# TO DO
Copy out the lines of the records word for word, starting with the line containing "Mark the white house" and ending with the one containing "pixel 34 189", both included.

# Photo-based point labeling records
+--
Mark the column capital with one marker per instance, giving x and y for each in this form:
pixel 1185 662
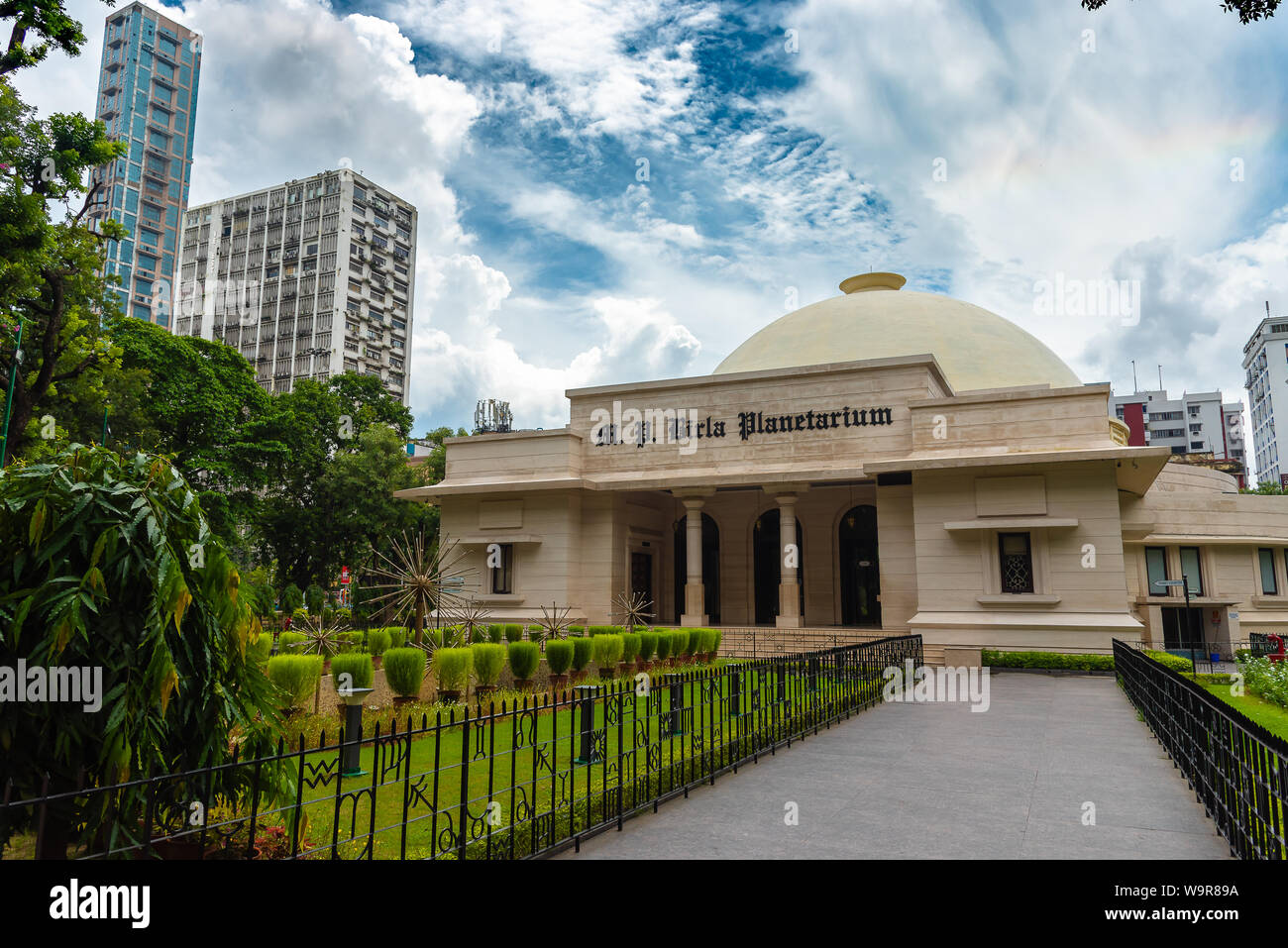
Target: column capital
pixel 694 492
pixel 785 492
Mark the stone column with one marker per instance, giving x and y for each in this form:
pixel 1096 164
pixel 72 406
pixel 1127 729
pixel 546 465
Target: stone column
pixel 789 583
pixel 695 591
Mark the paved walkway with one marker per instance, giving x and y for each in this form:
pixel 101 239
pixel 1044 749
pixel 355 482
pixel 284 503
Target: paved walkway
pixel 939 781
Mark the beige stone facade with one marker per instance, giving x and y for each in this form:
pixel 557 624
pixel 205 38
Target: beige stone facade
pixel 870 493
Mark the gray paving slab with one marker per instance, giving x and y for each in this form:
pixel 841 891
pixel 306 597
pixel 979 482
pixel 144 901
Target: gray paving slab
pixel 940 781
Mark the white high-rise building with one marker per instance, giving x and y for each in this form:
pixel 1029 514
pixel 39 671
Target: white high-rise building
pixel 1265 360
pixel 307 278
pixel 1196 423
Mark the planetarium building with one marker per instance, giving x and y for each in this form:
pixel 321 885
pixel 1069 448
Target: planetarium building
pixel 880 462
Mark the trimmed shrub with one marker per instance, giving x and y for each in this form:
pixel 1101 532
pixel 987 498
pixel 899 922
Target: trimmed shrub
pixel 1046 660
pixel 404 669
pixel 559 656
pixel 679 642
pixel 261 651
pixel 296 677
pixel 378 640
pixel 488 661
pixel 356 664
pixel 524 657
pixel 664 644
pixel 452 669
pixel 694 646
pixel 608 651
pixel 630 646
pixel 581 652
pixel 648 646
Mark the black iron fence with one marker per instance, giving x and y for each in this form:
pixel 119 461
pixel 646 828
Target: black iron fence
pixel 767 642
pixel 1236 768
pixel 501 784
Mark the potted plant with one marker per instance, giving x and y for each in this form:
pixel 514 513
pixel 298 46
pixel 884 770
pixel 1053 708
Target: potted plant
pixel 378 640
pixel 608 652
pixel 351 670
pixel 679 646
pixel 648 646
pixel 524 657
pixel 559 660
pixel 296 679
pixel 583 649
pixel 630 652
pixel 664 646
pixel 404 669
pixel 452 670
pixel 488 661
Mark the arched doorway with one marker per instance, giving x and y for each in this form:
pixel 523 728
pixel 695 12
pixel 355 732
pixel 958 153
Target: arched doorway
pixel 861 572
pixel 709 567
pixel 767 566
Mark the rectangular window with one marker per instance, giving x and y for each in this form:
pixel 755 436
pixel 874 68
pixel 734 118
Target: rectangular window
pixel 502 574
pixel 1155 569
pixel 1016 556
pixel 1266 558
pixel 1192 570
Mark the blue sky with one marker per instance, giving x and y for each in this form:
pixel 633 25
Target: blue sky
pixel 787 147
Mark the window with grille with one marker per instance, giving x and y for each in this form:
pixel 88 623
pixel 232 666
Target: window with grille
pixel 1016 556
pixel 502 579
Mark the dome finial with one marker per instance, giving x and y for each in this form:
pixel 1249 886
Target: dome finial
pixel 872 281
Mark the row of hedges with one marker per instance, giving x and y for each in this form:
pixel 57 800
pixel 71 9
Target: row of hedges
pixel 481 662
pixel 1267 681
pixel 1074 662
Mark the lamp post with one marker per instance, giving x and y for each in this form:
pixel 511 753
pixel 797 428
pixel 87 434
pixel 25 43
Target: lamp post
pixel 8 404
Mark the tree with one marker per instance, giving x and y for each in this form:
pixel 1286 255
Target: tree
pixel 50 268
pixel 318 510
pixel 48 24
pixel 1248 11
pixel 110 565
pixel 291 599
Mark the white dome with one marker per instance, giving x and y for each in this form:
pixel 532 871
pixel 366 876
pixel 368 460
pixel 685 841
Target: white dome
pixel 975 348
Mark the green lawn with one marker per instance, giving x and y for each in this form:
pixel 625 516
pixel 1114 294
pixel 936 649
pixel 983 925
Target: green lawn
pixel 1263 712
pixel 533 782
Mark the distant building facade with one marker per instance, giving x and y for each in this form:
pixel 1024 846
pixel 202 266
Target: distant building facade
pixel 1265 363
pixel 147 95
pixel 1198 423
pixel 307 279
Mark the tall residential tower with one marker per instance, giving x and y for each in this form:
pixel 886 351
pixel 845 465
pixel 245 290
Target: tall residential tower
pixel 307 278
pixel 1265 360
pixel 147 95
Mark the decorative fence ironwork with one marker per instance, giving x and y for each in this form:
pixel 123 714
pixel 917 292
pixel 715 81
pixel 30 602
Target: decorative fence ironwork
pixel 502 784
pixel 1236 768
pixel 765 642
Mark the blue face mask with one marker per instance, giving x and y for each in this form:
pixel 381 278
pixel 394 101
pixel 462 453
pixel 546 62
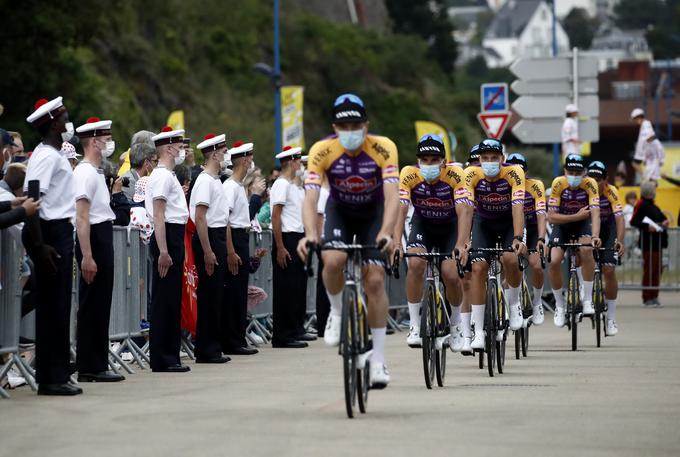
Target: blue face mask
pixel 491 169
pixel 351 139
pixel 430 172
pixel 574 181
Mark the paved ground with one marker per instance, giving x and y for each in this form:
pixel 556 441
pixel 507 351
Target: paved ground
pixel 622 399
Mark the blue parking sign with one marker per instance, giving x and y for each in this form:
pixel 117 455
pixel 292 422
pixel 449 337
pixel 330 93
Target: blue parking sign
pixel 494 97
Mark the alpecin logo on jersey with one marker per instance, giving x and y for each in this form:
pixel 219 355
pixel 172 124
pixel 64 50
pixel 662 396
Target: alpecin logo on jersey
pixel 356 184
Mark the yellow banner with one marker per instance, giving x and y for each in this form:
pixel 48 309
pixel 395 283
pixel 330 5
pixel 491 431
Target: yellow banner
pixel 425 127
pixel 292 107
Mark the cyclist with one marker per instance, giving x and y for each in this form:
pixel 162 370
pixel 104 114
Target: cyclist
pixel 574 212
pixel 363 174
pixel 431 188
pixel 497 192
pixel 534 219
pixel 612 231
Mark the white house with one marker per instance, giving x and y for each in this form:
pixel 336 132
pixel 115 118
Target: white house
pixel 522 28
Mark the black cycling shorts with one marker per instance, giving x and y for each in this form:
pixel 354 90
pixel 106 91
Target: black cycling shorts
pixel 343 223
pixel 425 234
pixel 486 233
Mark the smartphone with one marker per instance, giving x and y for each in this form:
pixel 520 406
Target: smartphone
pixel 34 189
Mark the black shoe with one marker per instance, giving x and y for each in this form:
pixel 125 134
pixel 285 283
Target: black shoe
pixel 213 360
pixel 291 344
pixel 242 351
pixel 172 369
pixel 103 376
pixel 65 389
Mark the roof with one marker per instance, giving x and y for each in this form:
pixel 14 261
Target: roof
pixel 512 18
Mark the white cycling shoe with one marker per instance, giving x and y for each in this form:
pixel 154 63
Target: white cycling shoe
pixel 413 339
pixel 332 333
pixel 379 376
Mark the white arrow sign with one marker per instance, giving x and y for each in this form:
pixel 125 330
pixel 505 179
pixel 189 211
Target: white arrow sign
pixel 553 68
pixel 554 87
pixel 549 130
pixel 547 106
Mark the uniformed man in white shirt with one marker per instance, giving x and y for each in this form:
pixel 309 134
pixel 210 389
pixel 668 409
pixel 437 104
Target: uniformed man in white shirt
pixel 167 207
pixel 234 315
pixel 49 242
pixel 649 154
pixel 94 253
pixel 210 215
pixel 290 278
pixel 571 142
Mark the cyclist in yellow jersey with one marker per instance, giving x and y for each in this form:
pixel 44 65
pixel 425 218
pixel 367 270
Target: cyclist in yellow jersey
pixel 612 231
pixel 574 212
pixel 534 218
pixel 497 192
pixel 363 176
pixel 431 188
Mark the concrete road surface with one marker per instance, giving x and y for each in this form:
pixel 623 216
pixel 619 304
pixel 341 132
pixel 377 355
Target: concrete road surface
pixel 620 400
+--
# EXERCISE ANSWER
Mark the white house with one marker per instance, giving x and y for each in this form:
pixel 336 132
pixel 115 118
Target: white house
pixel 522 28
Mark the black cycling shorts with one marker per instance, giving x and y for each in this form:
pixel 354 90
pixel 106 91
Target: black cycling shorts
pixel 343 223
pixel 425 234
pixel 486 233
Mark the smartphone with one marker per instance, giving x and y for each in this form:
pixel 520 406
Target: smartphone
pixel 34 189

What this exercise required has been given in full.